* [gentoo-user] Document management solution [possibly a bit off-topic...]
@ 2005-09-29 14:45 Steve [Gentoo]
2005-09-29 17:29 ` A. Khattri
0 siblings, 1 reply; 6+ messages in thread
From: Steve [Gentoo] @ 2005-09-29 14:45 UTC (permalink / raw
To: gentoo-user
I think I want a "document management solution" - though I'm not sure
that everyone understands the same idea by the term.
I've got a filing cabinet full of paperwork which is an absolute
nightmare to cope with. One of the key problems is that the documents
want to be indexed in different ways. All the documents are dated, but
they can be further sub-divided by subjects - lots of documents
appertain to several subjects. I frequently require to find either a
specific document, a sequence of related documents or similar. I rarely
need the original document - but often want a copy or just to check
some detail or other. Some documents are multi-page, some single
page... all can be easily scanned.
I'm interested to establish software which minimises the burden of
managing these documents - probably as scanned images. I'm familiar
with the Dj-Vu Libre library and think that format is fantastic - though
a less ambitious format would likely suffice (even at 200dpi grey scale
jpegs I get ~10,000 pages without needing more than one DVD to back
up...) A significant burden is in scanning and storing all these
documents - and this makes a good UI essential - preferably allowing a
single click to scan a document (incidentally can anyone recommend a
good, cheap, sheet-fed scanner?) before page-preview (cropping/rotating)
and assignment of "subject" classification and date-stamping. It would
be useful if there was an OCR pass in order to extract plain-text and to
index that - though this feature is not essential. There would need to
be a friendly UI in order to establish all the documents matching a
given subject classification (or group of classifications) - to preview
on-screen and offer an option to print... preferably in-order... maybe
with a watermark dating the copy?
Is anyone aware of any existing packages - preferably for Gentoo, but
any open-source solution would suffice.
Thanks in advance for any suggestions :-)
Steve
--
gentoo-user@gentoo.org mailing list
^ permalink raw reply [flat|nested] 6+ messages in thread
* Re: [gentoo-user] Document management solution [possibly a bit off-topic...]
2005-09-29 14:45 [gentoo-user] Document management solution [possibly a bit off-topic...] Steve [Gentoo]
@ 2005-09-29 17:29 ` A. Khattri
2005-09-29 17:53 ` Steve [Gentoo]
0 siblings, 1 reply; 6+ messages in thread
From: A. Khattri @ 2005-09-29 17:29 UTC (permalink / raw
To: gentoo-user
On Thu, 29 Sep 2005, Steve [Gentoo] wrote:
> I think I want a "document management solution" - though I'm not sure
> that everyone understands the same idea by the term.
This might be overkill:
http://www.alfresco.org/
Or maybe something like ScrollKeeper would suffice?

**Provided data:**
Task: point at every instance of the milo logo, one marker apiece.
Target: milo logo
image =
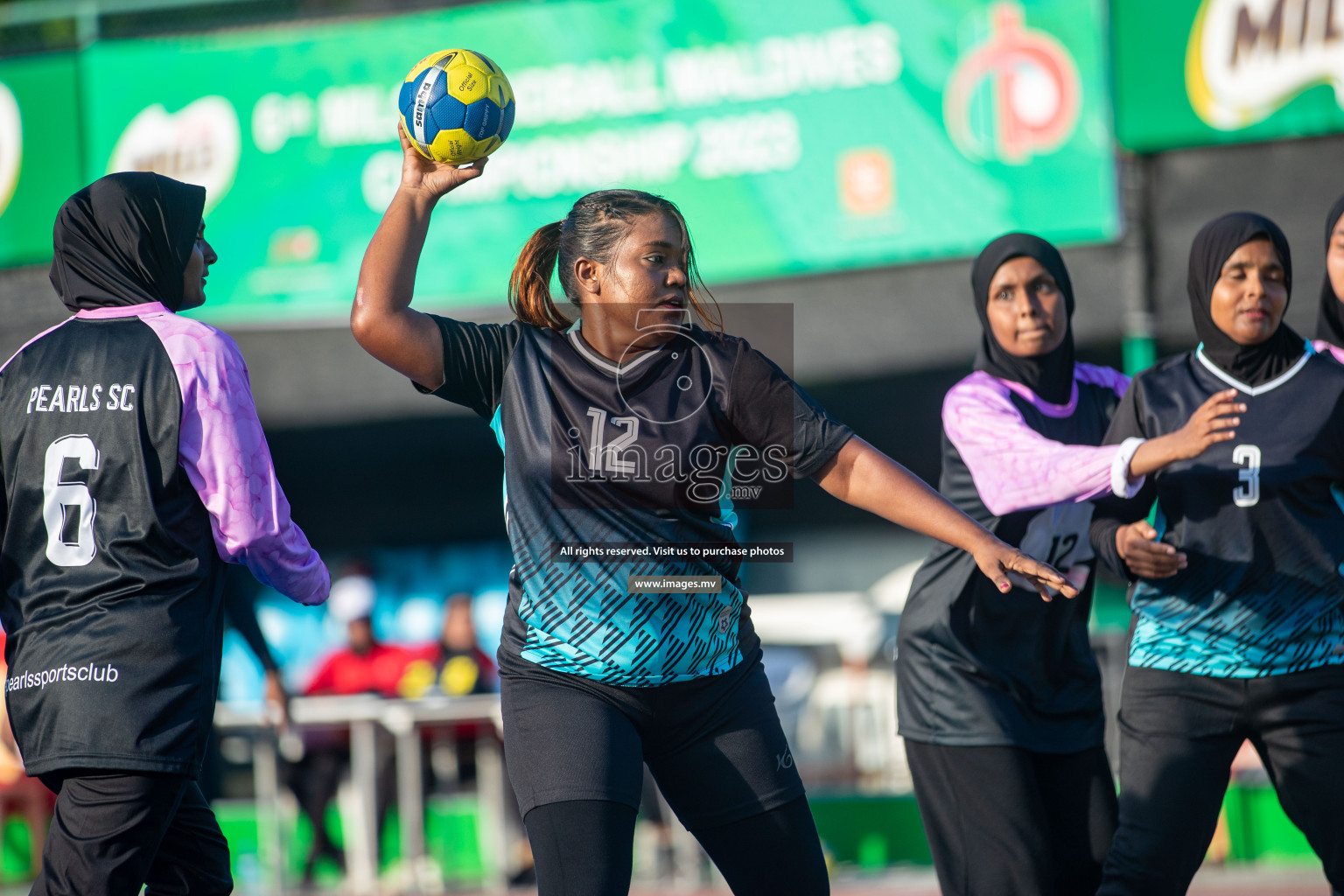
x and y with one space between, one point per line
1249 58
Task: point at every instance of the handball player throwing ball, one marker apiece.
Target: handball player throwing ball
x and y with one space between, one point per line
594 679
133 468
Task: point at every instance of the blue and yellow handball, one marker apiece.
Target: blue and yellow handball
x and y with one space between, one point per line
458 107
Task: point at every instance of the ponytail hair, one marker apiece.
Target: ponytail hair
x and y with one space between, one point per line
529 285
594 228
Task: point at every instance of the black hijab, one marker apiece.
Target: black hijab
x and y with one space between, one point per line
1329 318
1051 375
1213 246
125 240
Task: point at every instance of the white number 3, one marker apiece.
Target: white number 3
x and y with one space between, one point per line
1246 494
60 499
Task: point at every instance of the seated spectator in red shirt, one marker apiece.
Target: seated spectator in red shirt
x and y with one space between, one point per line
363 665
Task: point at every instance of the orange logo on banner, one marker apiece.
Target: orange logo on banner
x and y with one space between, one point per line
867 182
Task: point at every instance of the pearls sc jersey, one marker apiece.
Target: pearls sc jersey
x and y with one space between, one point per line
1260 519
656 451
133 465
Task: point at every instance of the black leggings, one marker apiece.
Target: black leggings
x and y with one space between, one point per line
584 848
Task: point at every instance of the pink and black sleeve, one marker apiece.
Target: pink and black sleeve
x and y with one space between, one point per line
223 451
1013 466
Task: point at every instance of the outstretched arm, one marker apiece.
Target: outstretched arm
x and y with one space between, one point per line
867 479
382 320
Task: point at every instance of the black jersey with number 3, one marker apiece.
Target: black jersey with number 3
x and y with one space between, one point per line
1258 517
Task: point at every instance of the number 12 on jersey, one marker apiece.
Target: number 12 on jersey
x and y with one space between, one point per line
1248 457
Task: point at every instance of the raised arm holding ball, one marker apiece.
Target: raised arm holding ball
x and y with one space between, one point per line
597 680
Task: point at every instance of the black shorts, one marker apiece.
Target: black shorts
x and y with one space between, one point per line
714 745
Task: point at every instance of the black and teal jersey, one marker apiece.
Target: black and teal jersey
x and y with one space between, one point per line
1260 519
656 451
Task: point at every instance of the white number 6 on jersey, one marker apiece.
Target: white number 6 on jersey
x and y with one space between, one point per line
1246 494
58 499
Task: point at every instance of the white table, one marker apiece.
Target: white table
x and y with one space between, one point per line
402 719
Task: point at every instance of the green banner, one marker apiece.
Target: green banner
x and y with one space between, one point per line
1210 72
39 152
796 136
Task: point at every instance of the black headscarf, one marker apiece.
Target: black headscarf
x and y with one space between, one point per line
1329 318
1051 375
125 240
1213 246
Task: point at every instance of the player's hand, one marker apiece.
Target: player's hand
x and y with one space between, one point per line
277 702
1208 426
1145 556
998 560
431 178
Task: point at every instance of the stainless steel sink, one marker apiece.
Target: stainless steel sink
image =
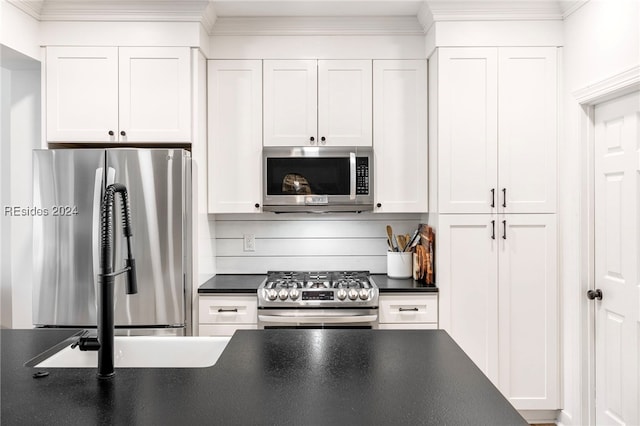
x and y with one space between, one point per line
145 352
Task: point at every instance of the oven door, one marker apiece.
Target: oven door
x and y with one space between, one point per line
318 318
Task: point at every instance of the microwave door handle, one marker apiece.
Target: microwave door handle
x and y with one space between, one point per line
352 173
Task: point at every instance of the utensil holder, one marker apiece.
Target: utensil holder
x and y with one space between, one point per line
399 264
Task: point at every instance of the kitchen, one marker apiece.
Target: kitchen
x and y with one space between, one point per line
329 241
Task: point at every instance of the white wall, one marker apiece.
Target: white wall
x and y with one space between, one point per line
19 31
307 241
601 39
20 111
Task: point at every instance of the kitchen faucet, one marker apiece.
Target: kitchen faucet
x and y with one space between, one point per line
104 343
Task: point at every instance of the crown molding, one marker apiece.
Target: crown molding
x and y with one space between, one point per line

**Aim of the task:** Continue the mailing-list thread about document management software from where it stops. The material that comes after the thread is separate from it.

**Task output:**
--
--
gentoo-user@gentoo.org mailing list
^ permalink raw reply [flat|nested] 6+ messages in thread
* Re: [gentoo-user] Document management solution [possibly a bit off-topic...]
2005-09-29 17:29 ` A. Khattri
@ 2005-09-29 17:53 ` Steve [Gentoo]
2005-09-29 20:52 ` A. Khattri
0 siblings, 1 reply; 6+ messages in thread
From: Steve [Gentoo] @ 2005-09-29 17:53 UTC (permalink / raw
To: gentoo-user
A. Khattri wrote:
> On Thu, 29 Sep 2005, Steve [Gentoo] wrote:
>> I think I want a "document management solution" - though I'm not sure
>> that everyone understands the same idea by the term.
>>
> This might be overkill:
> http://www.alfresco.org/
>
Alfresco is what I'd have called a content management system - as
opposed to a document management system. I'm interested in managing
archives of documents I have received from other people (in dead-tree
format)...
> Or maybe something like ScrollKeeper would suffice?
Scrollkeeper seems to target electronic manuals etc. (as far as I can
tell) - It doesn't appear to be focused on scanned documents. The
typical sort of documents I need to manage include monthly and quarterly
invoices and statements etc. from a wide variety of vendors.
Like Alfresco, I'd say that Scrollkeeper looks more like a content
management system than a document management system...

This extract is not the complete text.